***** TASK MATERIAL

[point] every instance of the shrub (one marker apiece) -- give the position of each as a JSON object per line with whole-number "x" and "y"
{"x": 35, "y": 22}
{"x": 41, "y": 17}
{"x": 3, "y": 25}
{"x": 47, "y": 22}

**********

• _WRITTEN EXERCISE_
Return every line of the listing above without changes, keeping the original order.

• _ANSWER TO THE EXERCISE_
[point] every instance of the shrub (one marker apiece) -- give the position of each as a JSON object per line with whole-number "x" and "y"
{"x": 35, "y": 22}
{"x": 41, "y": 17}
{"x": 3, "y": 25}
{"x": 47, "y": 22}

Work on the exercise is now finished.